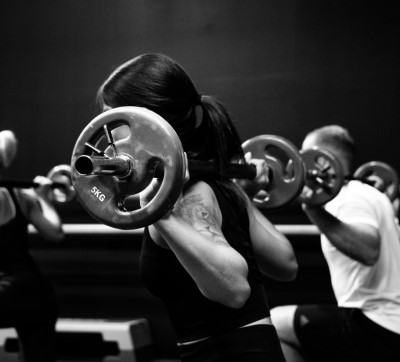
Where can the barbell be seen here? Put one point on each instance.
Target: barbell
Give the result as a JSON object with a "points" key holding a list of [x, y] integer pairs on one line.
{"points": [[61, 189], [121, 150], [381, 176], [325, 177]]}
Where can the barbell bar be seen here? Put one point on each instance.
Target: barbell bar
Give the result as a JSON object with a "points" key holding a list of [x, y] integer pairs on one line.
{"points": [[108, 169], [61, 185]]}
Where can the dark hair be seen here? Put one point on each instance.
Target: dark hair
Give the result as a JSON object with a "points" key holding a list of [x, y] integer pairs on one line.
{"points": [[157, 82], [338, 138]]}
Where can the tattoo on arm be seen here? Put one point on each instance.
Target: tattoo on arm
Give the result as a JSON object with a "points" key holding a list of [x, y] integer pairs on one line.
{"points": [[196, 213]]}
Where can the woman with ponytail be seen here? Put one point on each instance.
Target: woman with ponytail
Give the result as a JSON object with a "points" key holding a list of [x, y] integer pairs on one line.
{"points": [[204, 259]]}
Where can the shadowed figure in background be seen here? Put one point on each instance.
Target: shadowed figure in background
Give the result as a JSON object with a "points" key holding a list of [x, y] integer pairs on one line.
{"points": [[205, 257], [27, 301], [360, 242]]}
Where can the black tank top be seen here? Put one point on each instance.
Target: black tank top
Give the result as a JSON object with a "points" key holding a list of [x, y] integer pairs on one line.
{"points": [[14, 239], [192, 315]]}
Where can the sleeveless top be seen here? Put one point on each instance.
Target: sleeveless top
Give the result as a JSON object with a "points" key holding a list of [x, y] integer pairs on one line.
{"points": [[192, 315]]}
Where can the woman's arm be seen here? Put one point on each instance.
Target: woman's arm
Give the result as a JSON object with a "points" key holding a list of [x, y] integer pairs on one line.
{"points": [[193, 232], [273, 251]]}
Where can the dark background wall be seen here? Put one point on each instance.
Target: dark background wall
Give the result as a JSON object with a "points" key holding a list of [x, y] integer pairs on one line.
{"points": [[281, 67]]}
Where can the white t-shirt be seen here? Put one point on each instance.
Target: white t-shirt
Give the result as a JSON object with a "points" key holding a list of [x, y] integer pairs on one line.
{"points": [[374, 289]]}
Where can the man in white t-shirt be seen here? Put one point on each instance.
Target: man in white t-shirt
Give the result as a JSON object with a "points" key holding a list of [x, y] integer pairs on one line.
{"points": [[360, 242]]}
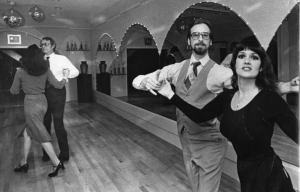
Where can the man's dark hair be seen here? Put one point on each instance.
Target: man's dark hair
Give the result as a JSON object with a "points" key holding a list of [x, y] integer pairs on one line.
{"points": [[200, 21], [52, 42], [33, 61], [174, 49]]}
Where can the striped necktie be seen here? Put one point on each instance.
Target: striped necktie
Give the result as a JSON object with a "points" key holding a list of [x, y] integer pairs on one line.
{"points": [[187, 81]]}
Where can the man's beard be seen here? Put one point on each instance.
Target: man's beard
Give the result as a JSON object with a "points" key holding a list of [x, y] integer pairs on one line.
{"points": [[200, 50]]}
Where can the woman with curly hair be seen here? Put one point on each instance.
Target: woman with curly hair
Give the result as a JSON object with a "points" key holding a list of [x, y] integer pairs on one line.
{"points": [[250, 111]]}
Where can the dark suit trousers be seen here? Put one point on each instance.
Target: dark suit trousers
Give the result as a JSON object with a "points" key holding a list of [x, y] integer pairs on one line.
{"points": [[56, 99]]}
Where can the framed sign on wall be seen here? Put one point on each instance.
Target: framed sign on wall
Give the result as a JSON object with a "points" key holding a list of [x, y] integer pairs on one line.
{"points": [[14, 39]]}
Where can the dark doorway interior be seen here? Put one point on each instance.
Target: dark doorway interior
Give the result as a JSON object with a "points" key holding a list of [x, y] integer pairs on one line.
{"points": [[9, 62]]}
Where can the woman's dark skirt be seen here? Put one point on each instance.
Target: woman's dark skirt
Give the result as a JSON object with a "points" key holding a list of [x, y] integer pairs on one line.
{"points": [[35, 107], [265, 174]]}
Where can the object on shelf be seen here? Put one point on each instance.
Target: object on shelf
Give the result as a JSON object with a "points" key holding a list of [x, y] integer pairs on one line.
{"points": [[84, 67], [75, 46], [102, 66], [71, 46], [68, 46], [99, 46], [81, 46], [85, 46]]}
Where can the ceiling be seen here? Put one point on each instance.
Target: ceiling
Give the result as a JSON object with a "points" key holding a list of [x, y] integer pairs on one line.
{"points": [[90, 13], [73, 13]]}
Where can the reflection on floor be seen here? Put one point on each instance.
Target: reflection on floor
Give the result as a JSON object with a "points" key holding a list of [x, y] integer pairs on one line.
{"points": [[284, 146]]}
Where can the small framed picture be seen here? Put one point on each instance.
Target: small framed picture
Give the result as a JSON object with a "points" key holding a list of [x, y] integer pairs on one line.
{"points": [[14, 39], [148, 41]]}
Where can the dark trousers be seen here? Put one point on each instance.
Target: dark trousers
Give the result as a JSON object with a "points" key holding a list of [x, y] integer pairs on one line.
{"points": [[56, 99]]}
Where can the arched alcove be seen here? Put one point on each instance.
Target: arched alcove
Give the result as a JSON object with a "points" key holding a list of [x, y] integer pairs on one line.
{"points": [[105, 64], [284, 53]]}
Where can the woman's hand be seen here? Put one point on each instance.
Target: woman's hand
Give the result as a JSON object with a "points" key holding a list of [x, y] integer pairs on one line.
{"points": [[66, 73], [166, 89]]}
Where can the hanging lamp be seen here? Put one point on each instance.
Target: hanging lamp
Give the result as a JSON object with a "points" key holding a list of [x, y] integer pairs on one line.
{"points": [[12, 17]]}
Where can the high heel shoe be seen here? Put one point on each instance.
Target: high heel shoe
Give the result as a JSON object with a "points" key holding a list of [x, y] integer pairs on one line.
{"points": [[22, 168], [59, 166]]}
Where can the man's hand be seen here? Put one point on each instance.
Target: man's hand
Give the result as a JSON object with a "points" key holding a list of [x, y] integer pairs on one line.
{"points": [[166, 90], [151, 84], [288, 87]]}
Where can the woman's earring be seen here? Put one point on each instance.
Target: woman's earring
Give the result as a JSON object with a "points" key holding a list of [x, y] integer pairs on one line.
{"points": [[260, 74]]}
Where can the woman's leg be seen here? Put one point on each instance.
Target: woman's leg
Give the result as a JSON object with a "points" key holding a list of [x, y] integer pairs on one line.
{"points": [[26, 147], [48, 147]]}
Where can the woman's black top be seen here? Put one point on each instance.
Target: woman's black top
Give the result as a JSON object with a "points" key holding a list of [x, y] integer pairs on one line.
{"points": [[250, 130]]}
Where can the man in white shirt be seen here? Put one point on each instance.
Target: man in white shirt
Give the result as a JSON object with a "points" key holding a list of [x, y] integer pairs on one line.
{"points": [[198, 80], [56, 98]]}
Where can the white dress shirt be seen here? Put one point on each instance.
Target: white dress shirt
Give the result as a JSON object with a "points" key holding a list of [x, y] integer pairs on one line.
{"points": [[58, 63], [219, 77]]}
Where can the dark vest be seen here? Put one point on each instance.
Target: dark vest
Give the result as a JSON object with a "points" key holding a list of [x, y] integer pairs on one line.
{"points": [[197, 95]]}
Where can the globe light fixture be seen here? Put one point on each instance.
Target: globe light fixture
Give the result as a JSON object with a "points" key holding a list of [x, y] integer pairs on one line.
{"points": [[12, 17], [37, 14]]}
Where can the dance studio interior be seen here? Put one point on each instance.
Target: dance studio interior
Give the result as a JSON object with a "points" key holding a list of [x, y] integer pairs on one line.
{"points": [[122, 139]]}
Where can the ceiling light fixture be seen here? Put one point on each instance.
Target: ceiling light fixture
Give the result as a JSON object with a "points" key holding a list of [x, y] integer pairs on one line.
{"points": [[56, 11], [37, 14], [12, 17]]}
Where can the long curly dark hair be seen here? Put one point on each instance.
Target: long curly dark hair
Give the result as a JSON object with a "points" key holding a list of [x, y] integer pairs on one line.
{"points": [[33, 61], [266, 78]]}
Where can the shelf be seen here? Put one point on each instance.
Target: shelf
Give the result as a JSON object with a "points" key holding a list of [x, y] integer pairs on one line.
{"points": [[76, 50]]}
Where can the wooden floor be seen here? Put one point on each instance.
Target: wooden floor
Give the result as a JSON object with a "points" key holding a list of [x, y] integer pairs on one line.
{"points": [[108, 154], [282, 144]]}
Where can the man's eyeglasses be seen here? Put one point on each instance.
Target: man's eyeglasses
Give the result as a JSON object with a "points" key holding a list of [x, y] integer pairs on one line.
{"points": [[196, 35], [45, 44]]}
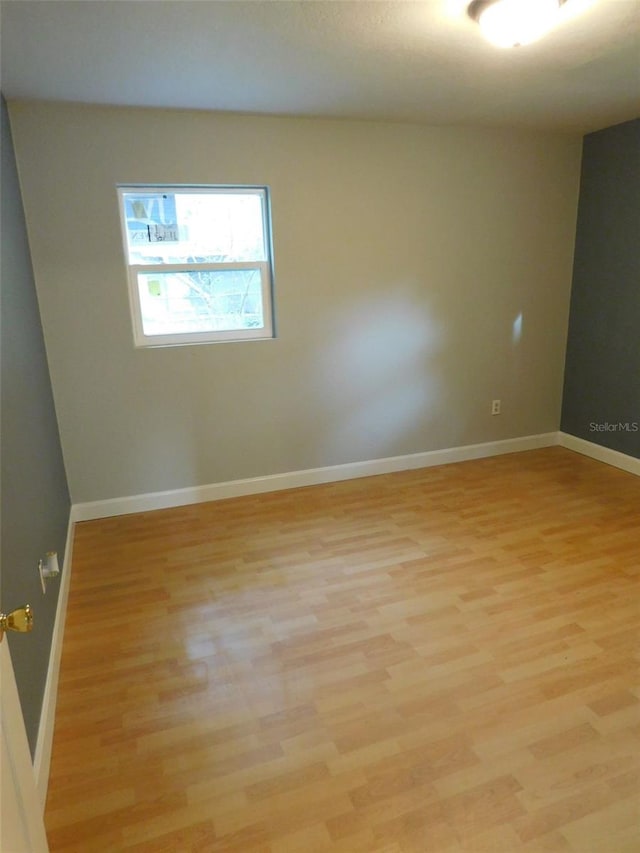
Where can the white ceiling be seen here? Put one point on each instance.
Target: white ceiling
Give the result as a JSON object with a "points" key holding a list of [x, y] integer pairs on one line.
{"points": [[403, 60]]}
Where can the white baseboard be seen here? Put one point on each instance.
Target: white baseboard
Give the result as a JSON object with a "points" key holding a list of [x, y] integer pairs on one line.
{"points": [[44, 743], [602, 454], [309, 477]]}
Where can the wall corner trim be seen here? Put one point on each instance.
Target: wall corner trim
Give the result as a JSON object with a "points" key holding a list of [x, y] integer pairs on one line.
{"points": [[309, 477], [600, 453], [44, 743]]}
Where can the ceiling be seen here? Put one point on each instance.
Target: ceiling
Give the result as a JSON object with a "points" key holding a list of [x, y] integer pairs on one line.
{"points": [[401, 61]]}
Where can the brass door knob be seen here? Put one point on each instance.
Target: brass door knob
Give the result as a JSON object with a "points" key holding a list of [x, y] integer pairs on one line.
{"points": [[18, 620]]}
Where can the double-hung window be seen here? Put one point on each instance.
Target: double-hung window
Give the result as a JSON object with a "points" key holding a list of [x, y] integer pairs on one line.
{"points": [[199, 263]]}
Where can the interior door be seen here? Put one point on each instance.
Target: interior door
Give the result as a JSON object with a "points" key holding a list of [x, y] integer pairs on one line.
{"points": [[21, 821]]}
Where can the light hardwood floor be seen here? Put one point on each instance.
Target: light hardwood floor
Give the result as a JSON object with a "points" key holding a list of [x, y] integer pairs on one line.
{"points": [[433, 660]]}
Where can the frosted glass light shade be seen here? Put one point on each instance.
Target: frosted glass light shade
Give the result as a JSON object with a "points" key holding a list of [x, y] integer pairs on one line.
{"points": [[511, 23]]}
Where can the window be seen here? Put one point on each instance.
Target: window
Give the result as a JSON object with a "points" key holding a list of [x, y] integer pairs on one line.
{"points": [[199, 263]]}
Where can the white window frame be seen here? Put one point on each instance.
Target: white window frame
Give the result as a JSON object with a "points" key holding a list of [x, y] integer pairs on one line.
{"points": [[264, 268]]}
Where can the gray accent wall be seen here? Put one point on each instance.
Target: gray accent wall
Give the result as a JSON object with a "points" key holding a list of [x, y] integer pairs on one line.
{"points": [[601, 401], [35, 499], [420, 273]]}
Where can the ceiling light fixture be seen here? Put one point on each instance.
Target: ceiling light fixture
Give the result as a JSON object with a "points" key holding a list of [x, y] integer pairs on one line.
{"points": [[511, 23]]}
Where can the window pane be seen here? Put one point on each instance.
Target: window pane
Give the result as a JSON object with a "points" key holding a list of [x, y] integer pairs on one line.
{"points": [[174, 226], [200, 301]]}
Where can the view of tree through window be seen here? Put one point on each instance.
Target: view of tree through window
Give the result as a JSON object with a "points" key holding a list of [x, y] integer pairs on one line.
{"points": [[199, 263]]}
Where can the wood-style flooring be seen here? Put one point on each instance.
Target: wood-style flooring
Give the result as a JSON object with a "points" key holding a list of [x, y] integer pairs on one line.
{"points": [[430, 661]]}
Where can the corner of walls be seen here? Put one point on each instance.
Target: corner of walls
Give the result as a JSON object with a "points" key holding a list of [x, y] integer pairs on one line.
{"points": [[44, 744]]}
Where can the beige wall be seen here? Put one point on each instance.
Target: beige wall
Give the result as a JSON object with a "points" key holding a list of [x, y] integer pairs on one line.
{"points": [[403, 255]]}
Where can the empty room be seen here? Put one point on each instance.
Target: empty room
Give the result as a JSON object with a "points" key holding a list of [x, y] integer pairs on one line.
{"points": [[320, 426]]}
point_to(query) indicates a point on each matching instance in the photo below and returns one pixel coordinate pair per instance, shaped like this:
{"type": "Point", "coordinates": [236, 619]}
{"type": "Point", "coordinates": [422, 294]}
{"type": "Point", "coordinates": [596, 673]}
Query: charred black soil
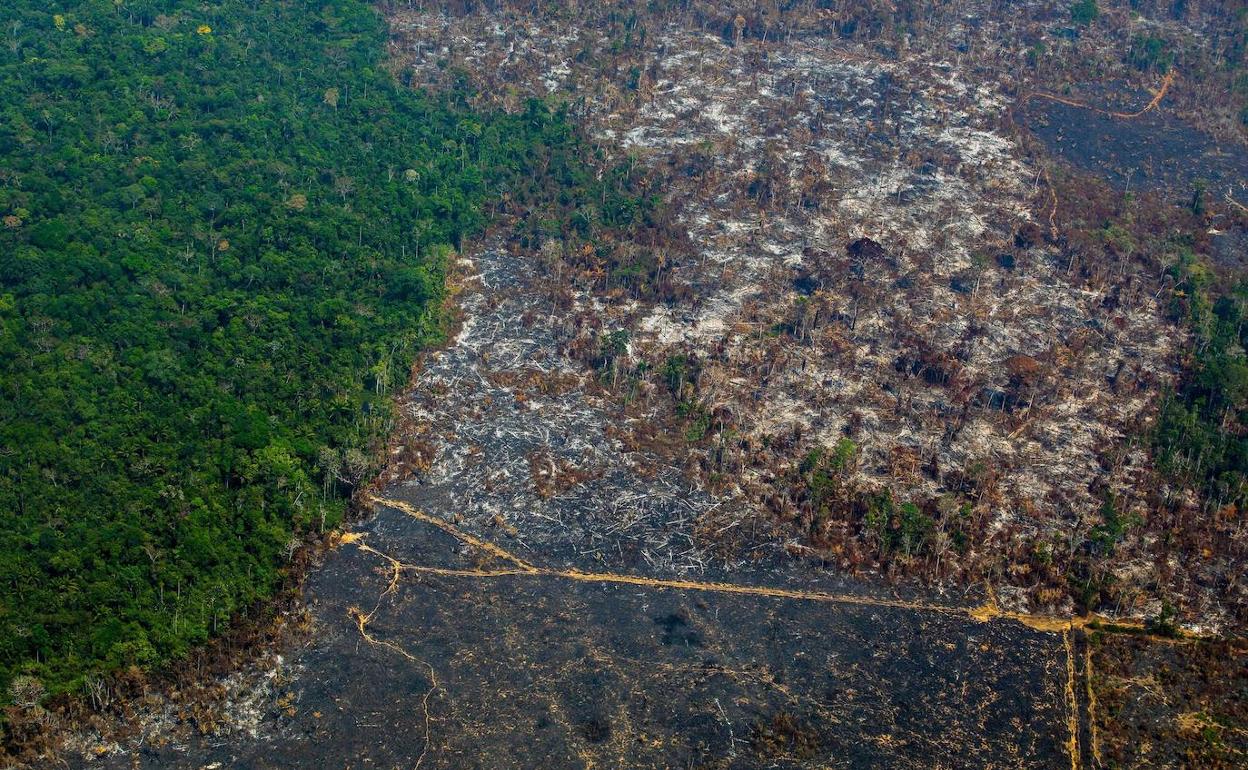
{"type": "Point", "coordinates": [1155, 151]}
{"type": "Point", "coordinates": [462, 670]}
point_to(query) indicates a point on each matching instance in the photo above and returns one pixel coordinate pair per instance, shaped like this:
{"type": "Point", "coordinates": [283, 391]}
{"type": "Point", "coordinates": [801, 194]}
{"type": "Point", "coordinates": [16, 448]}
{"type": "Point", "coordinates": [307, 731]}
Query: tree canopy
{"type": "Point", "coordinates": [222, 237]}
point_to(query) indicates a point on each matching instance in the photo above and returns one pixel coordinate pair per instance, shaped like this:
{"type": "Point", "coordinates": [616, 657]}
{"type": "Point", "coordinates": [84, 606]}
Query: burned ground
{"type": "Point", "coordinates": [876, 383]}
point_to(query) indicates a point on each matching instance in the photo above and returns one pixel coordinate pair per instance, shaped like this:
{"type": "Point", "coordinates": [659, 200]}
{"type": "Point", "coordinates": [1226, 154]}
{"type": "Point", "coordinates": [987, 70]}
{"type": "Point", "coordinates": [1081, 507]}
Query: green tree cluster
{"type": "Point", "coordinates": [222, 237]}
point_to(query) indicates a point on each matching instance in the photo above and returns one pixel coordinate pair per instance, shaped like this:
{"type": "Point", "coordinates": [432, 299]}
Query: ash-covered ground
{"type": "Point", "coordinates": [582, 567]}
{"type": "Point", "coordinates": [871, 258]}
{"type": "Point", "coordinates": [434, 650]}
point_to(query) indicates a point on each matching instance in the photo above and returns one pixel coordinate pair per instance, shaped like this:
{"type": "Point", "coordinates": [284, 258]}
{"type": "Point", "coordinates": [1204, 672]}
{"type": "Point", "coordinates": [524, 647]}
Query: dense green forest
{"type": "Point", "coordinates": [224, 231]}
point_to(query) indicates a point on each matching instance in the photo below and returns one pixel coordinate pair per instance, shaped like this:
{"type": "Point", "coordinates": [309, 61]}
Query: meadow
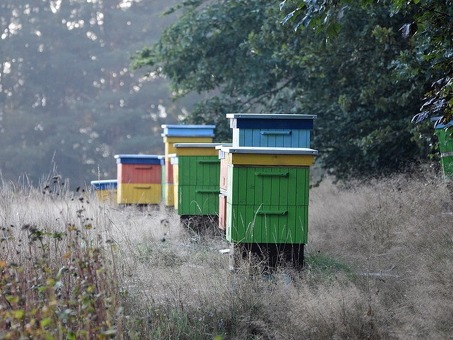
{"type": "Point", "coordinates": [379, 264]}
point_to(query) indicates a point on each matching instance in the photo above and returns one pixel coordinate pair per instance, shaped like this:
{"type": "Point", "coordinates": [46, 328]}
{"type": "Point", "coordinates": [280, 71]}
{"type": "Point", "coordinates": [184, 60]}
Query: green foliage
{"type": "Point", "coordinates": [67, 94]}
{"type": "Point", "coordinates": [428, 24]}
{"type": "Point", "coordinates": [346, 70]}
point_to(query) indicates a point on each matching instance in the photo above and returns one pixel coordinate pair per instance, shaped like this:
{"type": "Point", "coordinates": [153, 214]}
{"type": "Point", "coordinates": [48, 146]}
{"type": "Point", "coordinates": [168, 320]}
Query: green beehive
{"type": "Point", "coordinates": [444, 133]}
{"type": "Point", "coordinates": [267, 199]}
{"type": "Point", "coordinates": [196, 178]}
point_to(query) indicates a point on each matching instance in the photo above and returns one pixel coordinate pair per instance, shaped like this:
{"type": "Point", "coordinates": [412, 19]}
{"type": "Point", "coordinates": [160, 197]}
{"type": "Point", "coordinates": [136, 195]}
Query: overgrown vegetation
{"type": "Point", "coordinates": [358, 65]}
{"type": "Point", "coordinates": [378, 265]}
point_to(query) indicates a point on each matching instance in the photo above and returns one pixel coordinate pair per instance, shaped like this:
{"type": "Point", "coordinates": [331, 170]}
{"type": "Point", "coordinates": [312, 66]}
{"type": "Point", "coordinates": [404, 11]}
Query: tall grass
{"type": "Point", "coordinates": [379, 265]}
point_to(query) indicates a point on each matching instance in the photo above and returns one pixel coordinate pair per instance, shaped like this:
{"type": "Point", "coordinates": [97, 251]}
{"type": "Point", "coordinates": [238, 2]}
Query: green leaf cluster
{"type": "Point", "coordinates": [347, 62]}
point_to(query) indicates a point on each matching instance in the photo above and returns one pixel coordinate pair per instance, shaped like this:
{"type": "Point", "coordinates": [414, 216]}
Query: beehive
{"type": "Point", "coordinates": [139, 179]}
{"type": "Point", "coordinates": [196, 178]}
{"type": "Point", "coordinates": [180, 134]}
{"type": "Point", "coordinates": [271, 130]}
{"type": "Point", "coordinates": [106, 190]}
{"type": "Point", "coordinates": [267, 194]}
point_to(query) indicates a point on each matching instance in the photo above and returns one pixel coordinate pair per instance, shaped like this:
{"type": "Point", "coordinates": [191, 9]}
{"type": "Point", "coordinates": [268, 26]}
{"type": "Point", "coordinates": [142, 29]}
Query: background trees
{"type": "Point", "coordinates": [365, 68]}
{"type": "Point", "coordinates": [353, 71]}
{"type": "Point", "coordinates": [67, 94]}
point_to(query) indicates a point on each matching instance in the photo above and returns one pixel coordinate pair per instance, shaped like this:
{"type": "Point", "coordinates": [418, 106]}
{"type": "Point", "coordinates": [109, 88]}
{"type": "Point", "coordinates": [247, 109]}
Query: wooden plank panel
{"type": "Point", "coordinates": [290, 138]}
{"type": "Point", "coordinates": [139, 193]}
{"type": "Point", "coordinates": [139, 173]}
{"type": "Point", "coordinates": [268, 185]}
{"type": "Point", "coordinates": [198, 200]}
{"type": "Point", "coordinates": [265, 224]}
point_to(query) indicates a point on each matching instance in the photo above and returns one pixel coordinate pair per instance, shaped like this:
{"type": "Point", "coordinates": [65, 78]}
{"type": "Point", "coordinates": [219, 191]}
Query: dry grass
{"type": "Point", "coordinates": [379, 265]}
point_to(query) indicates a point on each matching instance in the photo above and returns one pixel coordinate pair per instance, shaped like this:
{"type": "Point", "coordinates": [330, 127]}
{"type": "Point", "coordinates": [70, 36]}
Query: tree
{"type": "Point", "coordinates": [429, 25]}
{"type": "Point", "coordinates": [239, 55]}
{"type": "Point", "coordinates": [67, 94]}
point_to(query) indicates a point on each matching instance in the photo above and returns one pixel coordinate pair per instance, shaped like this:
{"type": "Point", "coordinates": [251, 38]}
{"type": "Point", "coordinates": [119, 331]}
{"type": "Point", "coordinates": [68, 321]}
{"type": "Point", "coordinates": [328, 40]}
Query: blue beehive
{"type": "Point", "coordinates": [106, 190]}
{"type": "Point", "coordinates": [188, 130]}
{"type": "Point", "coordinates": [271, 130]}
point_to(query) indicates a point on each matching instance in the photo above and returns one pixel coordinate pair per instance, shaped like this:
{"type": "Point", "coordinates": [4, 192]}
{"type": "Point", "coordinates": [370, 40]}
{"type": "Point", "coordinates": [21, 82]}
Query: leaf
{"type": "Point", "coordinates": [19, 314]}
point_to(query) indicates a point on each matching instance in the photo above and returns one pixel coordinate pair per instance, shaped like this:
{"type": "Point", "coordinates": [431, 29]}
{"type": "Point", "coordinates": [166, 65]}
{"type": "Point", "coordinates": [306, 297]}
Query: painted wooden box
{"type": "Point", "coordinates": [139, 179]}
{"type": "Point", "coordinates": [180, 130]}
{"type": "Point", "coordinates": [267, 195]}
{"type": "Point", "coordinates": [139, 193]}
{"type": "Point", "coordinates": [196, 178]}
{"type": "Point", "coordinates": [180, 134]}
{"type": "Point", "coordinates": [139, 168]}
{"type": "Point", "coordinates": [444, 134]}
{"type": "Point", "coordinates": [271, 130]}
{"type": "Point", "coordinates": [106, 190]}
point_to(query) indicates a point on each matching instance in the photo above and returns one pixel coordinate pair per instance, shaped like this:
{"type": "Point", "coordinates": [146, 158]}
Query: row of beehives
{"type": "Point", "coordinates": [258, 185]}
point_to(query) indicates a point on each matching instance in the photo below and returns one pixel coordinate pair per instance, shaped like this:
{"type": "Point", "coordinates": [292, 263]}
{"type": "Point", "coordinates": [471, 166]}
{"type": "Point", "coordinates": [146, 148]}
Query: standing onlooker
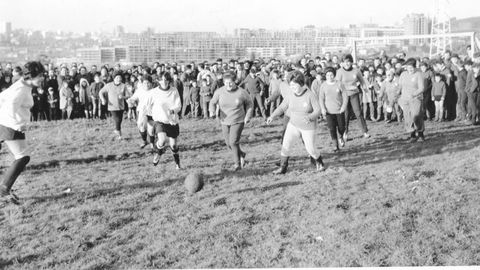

* * * * * * * * *

WHAT YOU WILL DO :: Copy exactly what appears in the entries, beginning with the first line and ending with the line that has "Target: barbell bar", but not the pictures.

RESPONSE TO THE EXERCISE ::
Where can the barbell be seen here? Put one point on each instance.
Target: barbell
Give the result as a JSON object with a "points" key holding a list of [x, y] integer pairs on one line.
{"points": [[61, 189], [121, 150], [381, 176], [325, 177]]}
Where can the barbell bar be seen here? Put one point on each instance.
Target: barbell bar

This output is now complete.